1995年にジュビロ磐田に加入したのは、1994年のワールドカップ優勝を果たしたブラジル代表のキャプテンだった。
世界の頂点に立ったボランチは、1997年に初のリーグ優勝をもたらすなど、4年間の在籍期間で磐田を強豪クラブへと変貌させた。
サックスブルーの基盤を築いたレジェンドは、その後、母国の代表監督を務めるなど、持って生まれたリーダーシップを発揮し、サッカー界に大きな影響を与えている。
闘将ドゥンガ――。Jリーグの歴史を彩った名手が当時の思い出を振り返り、日本サッカーのさらなる発展のために、メッセージを贈ってくれた。
- ドゥンガさんが最初に日本に行ったのは1995年。日本やジュビロ磐田でのサッカーの第一印象はどうでしたか?
....................
(課題 1): 記録のうち「sample: [679, 487].」を含む行から記録の最後までを、両端を含めて、「sample」を「example」に変え、それ以外は元のまま書き直してください。画像は出力に含めないでください。

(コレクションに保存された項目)
....................
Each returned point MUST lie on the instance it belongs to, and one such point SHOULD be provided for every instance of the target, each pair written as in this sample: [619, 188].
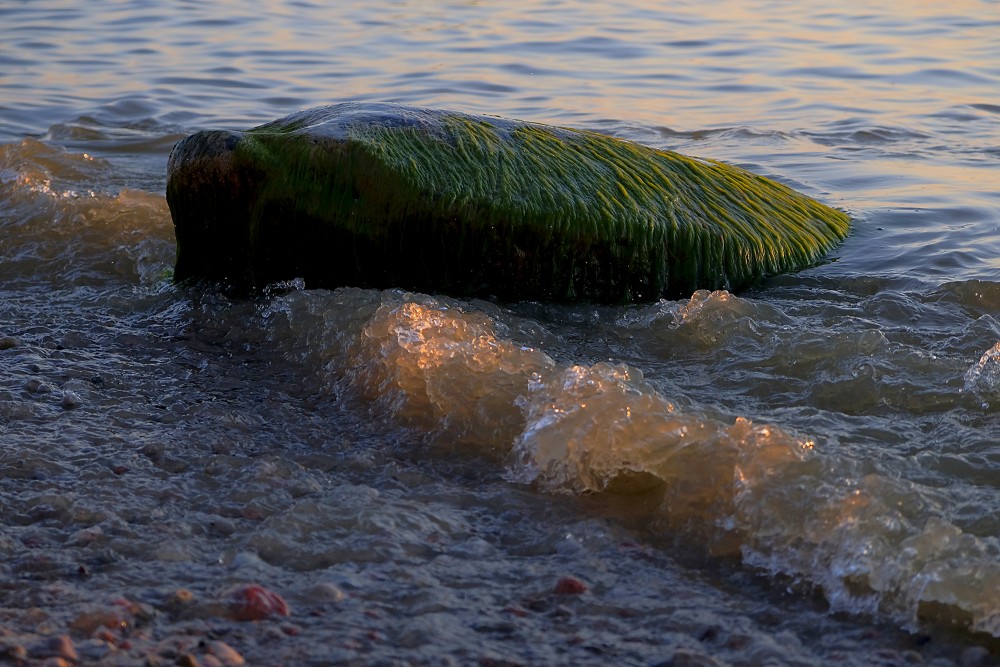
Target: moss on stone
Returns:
[382, 195]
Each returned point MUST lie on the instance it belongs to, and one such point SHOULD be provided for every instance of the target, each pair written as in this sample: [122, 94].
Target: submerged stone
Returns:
[382, 195]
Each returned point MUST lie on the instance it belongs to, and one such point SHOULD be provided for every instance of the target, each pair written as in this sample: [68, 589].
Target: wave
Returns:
[870, 542]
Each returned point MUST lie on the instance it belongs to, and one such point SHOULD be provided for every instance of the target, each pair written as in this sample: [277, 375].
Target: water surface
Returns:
[806, 473]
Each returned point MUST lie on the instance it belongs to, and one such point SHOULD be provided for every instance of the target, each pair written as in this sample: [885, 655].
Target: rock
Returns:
[253, 602]
[59, 647]
[382, 195]
[570, 586]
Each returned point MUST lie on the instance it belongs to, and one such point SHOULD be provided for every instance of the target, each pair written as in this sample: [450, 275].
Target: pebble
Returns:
[224, 653]
[253, 602]
[36, 386]
[71, 399]
[570, 586]
[325, 592]
[60, 646]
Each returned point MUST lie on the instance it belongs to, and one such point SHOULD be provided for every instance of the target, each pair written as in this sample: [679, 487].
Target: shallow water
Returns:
[805, 473]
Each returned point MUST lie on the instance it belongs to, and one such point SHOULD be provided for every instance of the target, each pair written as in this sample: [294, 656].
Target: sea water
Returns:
[804, 473]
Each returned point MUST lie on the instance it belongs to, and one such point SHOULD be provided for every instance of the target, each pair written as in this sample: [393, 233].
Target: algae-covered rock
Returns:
[381, 195]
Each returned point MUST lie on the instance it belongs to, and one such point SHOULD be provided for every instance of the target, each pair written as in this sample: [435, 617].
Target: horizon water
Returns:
[805, 473]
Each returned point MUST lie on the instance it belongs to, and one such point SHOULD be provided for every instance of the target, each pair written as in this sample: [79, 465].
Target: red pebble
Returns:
[253, 602]
[570, 586]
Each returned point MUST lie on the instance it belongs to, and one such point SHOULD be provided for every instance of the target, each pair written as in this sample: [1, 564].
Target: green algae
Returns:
[380, 196]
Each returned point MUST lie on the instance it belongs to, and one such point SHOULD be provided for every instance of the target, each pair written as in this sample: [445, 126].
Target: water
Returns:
[807, 473]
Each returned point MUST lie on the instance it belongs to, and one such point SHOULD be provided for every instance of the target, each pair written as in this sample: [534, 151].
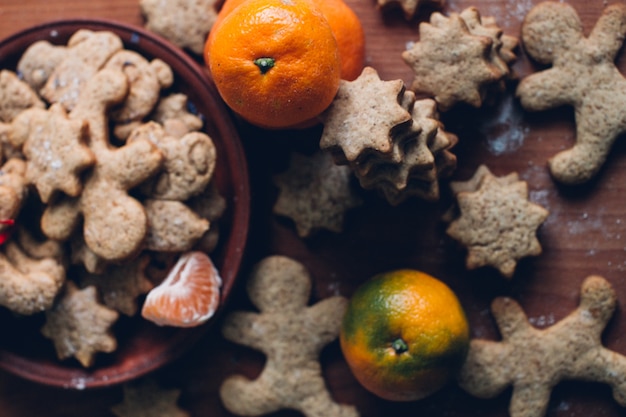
....................
(課題 2): ドゥンガのインタビュー記事から、「世界の頂点に立ったボランチは」から「ーの第一印象はどうでしたか?」までを、両端を含めて一字も変えずに書き写してください。

(出力全文 1):
Each returned point MUST lie on the instance it belongs to, and one such point SHOULD be provided for every instance of the target, each pair written as in this example: [679, 487].
Target: shallow water
Returns:
[805, 473]
Each returned point MUST lie on the instance it belongs to, and one such point SHOULD be provided for every instance of the target, each pair written as in this example: [294, 656].
Target: sea water
Returns:
[804, 473]
Each returned point MUST lie on the instance it belongs to, and one such point SHOULD be provided for every instance of the target, each pair written as in this example: [393, 233].
Target: algae-covered rock
Returns:
[381, 195]
Each returned point MUST lie on the instance it belongs to, and one such point SHOULD be provided for every instance of the target, each pair written as in this example: [435, 617].
Target: horizon water
Returns:
[805, 473]
Each returned point MUST lie on the instance it belongs to, and one such point SHOULD be provided for every instance of the target, each pair written as in this example: [79, 465].
Target: red pebble
Returns:
[253, 602]
[570, 586]
Each returned point MUST lie on the instance it belongs to, and one such point SHOULD be provided for every instance of the target, each pair written as in this example: [1, 564].
Target: green algae
Returns:
[380, 196]
Each returned point MUST lie on the instance it belongs to, and one such point SHOULD be provided for every instance of the target, each pair written as in this example: [445, 126].
Target: water
Returns:
[807, 473]
Each returned point MUST lie on the instance it belongs to, and one such point SHOULD be provided for every instance of the target, each pair written as in this example: [534, 151].

(出力全文 2):
世界の頂点に立ったボランチは、1997年に初のリーグ優勝をもたらすなど、4年間の在籍期間で磐田を強豪クラブへと変貌させた。
サックスブルーの基盤を築いたレジェンドは、その後、母国の代表監督を務めるなど、持って生まれたリーダーシップを発揮し、サッカー界に大きな影響を与えている。
闘将ドゥンガ――。Jリーグの歴史を彩った名手が当時の思い出を振り返り、日本サッカーのさらなる発展のために、メッセージを贈ってくれた。
- ドゥンガさんが最初に日本に行ったのは1995年。日本やジュビロ磐田でのサッカーの第一印象はどうでしたか?